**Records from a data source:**
╔══
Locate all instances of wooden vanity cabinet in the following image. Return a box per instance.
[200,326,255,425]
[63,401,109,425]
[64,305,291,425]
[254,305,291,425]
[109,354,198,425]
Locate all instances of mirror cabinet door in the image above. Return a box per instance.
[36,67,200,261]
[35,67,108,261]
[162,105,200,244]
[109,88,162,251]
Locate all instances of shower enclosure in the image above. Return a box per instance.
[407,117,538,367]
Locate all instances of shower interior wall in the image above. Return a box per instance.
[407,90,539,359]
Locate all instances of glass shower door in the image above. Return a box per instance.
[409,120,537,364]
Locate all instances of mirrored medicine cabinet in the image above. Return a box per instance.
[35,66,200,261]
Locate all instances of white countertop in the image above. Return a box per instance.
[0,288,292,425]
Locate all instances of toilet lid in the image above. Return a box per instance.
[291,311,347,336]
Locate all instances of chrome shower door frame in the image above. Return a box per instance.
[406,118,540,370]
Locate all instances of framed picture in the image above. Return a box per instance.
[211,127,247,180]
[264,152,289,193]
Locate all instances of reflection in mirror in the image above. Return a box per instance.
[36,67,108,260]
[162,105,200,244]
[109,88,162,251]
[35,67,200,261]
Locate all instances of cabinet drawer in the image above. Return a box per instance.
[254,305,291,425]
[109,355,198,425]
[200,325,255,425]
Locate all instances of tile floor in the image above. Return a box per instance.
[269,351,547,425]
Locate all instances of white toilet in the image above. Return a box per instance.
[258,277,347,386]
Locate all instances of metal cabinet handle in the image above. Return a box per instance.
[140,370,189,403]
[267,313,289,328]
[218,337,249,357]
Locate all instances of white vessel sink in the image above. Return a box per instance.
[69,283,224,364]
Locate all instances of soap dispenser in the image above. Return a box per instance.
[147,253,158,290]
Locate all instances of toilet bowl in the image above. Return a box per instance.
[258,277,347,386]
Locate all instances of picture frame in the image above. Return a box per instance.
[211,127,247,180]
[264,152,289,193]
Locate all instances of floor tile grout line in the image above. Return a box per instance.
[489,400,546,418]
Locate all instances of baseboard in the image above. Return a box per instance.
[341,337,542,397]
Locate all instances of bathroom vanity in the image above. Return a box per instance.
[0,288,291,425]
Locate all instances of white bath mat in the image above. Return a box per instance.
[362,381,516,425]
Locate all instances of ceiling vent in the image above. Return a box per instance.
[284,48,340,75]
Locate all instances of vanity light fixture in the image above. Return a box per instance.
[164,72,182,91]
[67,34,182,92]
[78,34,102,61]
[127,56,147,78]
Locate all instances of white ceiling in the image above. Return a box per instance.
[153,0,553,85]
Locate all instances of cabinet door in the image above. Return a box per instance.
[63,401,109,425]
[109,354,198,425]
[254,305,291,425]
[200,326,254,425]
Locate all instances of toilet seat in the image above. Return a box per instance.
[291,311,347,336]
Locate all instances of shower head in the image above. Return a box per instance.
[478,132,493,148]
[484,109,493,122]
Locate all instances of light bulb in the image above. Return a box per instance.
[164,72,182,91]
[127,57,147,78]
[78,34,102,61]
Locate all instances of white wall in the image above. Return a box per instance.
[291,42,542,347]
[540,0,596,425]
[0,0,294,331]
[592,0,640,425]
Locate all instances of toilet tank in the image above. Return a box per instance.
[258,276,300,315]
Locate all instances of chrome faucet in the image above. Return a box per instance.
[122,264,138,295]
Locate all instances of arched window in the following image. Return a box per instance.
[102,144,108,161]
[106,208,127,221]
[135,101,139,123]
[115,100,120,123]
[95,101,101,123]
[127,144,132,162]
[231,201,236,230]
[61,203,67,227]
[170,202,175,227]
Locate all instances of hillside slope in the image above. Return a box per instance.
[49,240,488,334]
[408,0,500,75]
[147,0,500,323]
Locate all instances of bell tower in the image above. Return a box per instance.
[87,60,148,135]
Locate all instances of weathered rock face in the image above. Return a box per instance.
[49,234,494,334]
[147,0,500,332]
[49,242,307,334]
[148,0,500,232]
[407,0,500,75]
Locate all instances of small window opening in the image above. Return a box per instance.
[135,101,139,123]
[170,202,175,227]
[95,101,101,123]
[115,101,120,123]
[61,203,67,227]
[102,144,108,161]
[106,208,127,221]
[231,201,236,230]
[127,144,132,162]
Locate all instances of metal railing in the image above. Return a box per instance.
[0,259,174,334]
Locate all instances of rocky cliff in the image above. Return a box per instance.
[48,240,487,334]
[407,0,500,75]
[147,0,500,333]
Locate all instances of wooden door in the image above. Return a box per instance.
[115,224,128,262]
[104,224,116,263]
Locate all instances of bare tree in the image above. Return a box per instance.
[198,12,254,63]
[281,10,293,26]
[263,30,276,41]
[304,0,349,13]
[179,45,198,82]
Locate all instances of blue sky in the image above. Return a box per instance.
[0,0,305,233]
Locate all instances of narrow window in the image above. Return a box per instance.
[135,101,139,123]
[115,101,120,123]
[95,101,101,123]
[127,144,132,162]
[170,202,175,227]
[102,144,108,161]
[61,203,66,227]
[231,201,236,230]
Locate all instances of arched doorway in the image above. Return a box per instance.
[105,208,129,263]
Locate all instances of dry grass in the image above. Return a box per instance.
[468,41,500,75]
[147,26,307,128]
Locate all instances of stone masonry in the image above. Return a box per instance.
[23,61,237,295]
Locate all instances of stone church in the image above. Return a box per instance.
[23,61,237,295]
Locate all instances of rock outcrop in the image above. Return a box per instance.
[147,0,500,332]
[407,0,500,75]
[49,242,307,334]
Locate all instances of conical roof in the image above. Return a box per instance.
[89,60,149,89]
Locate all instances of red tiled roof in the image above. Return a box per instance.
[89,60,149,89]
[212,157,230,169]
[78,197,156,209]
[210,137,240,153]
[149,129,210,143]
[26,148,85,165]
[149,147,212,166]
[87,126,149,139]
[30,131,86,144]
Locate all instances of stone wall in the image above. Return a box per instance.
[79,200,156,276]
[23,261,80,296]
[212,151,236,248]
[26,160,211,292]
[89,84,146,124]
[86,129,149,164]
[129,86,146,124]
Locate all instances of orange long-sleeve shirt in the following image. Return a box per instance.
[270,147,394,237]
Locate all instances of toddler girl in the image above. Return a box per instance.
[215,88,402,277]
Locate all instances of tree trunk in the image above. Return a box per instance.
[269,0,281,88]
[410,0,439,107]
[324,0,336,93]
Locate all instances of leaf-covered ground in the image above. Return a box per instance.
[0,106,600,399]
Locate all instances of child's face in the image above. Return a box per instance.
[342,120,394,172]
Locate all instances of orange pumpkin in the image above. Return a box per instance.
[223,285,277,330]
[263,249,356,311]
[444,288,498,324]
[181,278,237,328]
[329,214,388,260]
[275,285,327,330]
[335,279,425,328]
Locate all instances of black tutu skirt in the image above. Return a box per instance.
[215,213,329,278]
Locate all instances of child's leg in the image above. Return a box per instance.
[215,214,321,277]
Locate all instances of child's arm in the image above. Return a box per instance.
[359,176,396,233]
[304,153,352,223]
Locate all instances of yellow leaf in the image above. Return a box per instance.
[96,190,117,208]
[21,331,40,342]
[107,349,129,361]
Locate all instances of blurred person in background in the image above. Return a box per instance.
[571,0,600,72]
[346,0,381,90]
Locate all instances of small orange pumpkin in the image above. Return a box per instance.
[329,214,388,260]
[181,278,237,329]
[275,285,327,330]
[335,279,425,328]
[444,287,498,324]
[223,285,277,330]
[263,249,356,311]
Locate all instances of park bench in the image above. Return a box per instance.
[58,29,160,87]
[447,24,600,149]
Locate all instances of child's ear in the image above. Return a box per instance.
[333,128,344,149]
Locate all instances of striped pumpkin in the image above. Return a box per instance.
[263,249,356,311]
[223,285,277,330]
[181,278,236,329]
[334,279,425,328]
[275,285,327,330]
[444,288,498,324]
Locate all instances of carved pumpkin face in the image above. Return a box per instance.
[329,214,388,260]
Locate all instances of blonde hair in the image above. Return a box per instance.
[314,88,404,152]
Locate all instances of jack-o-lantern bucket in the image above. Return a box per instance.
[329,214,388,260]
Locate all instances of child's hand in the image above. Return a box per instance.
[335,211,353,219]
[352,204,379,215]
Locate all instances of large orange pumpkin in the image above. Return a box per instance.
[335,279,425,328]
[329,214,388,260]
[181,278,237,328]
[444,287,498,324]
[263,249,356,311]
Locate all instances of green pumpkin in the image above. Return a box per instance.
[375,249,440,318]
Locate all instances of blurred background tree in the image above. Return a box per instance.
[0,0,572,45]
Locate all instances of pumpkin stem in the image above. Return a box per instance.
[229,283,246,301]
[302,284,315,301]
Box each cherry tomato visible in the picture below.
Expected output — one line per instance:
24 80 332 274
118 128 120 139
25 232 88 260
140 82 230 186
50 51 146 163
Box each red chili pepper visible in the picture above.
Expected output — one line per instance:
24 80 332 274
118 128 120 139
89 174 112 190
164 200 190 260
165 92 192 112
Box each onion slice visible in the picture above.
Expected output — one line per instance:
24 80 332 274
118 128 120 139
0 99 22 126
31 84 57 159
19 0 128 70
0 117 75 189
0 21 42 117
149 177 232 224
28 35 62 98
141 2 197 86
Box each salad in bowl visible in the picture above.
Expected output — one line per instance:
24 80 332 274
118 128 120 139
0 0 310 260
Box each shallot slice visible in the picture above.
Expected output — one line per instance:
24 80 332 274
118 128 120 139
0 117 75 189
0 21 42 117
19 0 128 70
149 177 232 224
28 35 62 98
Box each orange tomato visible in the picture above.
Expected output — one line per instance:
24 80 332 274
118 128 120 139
╚══
**Directions:** Lay out as a numbered list every line from the one containing "Box each onion" up to and including the last line of the items, omitting blank lines.

**Solution:**
1. Box each onion slice visible in the picture above.
2. Expected output — one line per instance:
3. 24 80 332 274
4. 118 128 120 139
5. 0 99 22 126
6. 31 84 57 159
7. 19 0 128 70
8. 0 117 75 189
9. 0 21 42 117
10. 149 177 232 224
11. 28 35 62 98
12. 141 2 197 86
13. Box each salad in bowl visible in the picture above.
14. Expected output — one line per instance:
15. 24 80 332 274
16. 118 128 120 139
17. 0 0 310 260
18. Box each shallot slice visible in the picture above.
19. Expected output — one line per instance:
20. 24 80 332 274
21. 118 128 120 139
22. 0 117 75 189
23. 0 21 42 117
24. 19 0 128 70
25. 149 177 232 224
26. 28 35 62 98
27. Box each orange tomato visible in the picture above.
28. Expected output — one line per instance:
29. 24 80 332 274
30. 118 128 120 139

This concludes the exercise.